■ Selected passage
A Conversation with Liam Walsh
/I stumbled upon Liam illustrations in an article I was reading and thought his work was smart, simple, and savvy. So I reached out to see if he would be interested in sharing about his art and he graciously agreed. We corresponded over email, discussing his career as an illustrator, as well as his thoughts on technology in the modern world.
I want to share with you a lesson I've learned from all the interviews I've conducted over the past year: people want to share their stories. Everyone I've asked to interview (whether over coffee or over the Web) have agreed emphatically. People often ask how I manage to feature so many interesting people on this site and my answer is simple: I ask. As Liam will tell you, there's no Secret to all of this. It's about working hard and not expecting anyone else to do the dirty work for you.
The Secret is that there's no secret at all.
Your illustrations have a really warm, lived-in feeling. How did you decide on this particular style?
I'm not sure if you ever "decide" on your style, but you do decide who will influence it. I'm most interested in people who can really, really draw, so most of my influences come more from the world of illustration and comics. I love Tintin and the "clear line" style; Calvin and Hobbes for sure; golden-age illustrators like Pyle and Wyeth; Mike Mignola of Hellboy fame; and of course, I was influenced by the wonderful cartoonist/illustrators of the early New Yorker, like Charles Addams, Saul Steinberg, and, most of all, Sam Cobean. I like a cartoon that can keep your attention while you're checking out the details.
How did you become interested in cartoons and illustrations?
Ever since I can remember I've been drawing, but I really became interested in cartoons once I fell in love with the New Yorker. I was in the cultural desert of the tourism industry, living in the Virgin Islands, and surrounded by people who just wanted to get drunk and listen to Jimmy Buffett on repeat. One day, I found a stack of New Yorker magazines left at the beach and it was an epiphany.
Early on in my life, I also received some encouragement which fed me and also made me a tiny bit better than other kids my age. This set a virtuous cycle into motion, until the day came when I actually was better than average.
You have published a lot of illustrations that comment on our cultural obsession with technology - specifically our obsession with phones. What drew you to speak on that specific issue?
I guess it was curiosity; that and wanting to understand my own feelings towards our new world. I've been a late adopter of technology, so, voila, you have me snottily making fun of a world I'm not really part of! (laughing)
I still don't have a smart phone. I Google like a madman when I'm in front of my computer, but I really value quiet time when my mind can wander. I believe distraction is the enemy of creativity.
I once went a week without internet and when I got back the thing I really noticed wasn't the miracle of having the world’s libraries at my fingertips, but the fact that we basically spend our days traipsing through a giant supermarket tabloid rack. Headlines abound featuring a plethora of things: celebrity swimsuit bodies, some pop star doing some outrageous thing, or somebody doing something racist or sexist.
I'm interested in finding a balance between the sense of wonder the Web gives me and the steaming load of trash it tries to shove into my brain with every click.
You lived in Brooklyn for a time, I'm curious if it's as gentrified as they say it is.

■ Data section
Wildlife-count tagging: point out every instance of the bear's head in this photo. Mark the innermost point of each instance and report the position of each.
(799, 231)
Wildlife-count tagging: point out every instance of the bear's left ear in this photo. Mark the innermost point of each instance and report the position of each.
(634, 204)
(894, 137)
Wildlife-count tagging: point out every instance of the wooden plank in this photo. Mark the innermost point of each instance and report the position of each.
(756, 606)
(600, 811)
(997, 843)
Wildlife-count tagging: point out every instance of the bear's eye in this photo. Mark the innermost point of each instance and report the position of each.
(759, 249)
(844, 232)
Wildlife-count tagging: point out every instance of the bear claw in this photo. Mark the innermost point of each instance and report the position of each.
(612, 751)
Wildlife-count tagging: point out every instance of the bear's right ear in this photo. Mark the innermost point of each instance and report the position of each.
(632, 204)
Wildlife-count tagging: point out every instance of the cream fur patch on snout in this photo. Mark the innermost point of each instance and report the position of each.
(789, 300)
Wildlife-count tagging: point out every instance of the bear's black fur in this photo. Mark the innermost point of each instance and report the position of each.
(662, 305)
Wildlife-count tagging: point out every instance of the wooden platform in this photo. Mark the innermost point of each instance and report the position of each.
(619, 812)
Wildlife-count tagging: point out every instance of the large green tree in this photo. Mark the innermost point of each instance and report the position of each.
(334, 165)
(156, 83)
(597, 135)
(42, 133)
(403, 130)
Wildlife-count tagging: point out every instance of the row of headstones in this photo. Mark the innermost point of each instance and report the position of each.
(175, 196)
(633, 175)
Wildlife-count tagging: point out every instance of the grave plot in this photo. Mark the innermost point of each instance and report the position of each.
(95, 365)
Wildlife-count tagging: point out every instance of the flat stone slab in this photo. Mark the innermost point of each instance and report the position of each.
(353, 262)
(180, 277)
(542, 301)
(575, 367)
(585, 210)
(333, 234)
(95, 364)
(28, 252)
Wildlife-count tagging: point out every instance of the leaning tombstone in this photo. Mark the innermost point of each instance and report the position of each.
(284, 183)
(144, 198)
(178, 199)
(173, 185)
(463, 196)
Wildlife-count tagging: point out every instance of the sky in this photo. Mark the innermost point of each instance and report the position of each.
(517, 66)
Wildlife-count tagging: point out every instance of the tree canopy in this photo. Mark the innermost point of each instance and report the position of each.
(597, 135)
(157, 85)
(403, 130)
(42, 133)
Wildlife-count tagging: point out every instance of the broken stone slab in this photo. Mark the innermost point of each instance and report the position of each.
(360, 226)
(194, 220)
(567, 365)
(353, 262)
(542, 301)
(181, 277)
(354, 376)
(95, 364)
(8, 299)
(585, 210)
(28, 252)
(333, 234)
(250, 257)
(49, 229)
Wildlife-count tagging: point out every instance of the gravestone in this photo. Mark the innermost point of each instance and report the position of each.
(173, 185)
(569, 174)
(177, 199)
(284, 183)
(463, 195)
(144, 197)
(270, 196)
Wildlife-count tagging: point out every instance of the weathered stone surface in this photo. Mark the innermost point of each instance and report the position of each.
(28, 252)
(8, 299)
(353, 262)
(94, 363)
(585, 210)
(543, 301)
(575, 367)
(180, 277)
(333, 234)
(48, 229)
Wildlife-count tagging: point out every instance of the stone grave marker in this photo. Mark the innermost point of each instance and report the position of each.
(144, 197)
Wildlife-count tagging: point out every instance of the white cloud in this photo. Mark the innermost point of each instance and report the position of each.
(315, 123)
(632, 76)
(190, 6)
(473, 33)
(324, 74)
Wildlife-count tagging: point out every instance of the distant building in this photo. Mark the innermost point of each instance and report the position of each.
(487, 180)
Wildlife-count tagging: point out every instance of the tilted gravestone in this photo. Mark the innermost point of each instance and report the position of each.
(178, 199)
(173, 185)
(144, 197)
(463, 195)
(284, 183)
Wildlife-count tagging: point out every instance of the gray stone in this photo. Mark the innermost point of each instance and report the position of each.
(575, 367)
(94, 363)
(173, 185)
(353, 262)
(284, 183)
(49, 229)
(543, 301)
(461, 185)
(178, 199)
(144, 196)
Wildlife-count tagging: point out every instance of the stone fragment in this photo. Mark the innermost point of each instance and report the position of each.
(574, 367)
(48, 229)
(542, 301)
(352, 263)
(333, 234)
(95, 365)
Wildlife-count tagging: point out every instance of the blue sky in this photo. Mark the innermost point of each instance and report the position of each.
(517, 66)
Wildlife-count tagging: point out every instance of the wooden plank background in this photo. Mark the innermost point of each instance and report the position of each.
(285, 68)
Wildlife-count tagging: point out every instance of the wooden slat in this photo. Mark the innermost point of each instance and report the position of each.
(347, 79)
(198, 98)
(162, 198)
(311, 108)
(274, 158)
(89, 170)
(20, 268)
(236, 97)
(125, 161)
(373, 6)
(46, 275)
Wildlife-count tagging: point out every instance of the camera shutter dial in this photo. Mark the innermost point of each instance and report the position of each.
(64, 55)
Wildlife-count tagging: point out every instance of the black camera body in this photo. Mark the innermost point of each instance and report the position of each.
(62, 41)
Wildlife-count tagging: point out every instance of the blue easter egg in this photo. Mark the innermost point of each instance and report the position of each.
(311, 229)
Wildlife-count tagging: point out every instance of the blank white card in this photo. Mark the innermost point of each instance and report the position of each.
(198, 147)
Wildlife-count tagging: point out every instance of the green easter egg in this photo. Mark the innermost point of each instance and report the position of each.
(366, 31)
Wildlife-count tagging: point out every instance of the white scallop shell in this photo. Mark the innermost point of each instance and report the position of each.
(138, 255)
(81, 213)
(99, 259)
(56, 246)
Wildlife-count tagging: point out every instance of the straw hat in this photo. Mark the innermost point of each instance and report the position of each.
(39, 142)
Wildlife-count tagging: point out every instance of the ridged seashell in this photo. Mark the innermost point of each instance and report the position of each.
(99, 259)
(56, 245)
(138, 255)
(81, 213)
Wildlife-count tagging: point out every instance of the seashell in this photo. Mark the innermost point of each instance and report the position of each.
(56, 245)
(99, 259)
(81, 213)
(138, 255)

■ What to work on
- a) From the Liam Walsh interview, extract the part that opens with the words containing "How did you become" and closes with "was an epiphany.".
- b) Answer these questions using the Liam Walsh interview.
(i) Where was Liam living when he found a stack of New Yorker magazines on the beach?
(ii) What does Liam believe is the enemy of creativity?
(iii) How long did Liam once go without internet?

■ In response
- a)
How did you become interested in cartoons and illustrations?
Ever since I can remember I've been drawing, but I really became interested in cartoons once I fell in love with the New Yorker. I was in the cultural desert of the tourism industry, living in the Virgin Islands, and surrounded by people who just wanted to get drunk and listen to Jimmy Buffett on repeat. One day, I found a stack of New Yorker magazines left at the beach and it was an epiphany.

- b)
(i) The Virgin Islands
(ii) Distraction
(iii) A week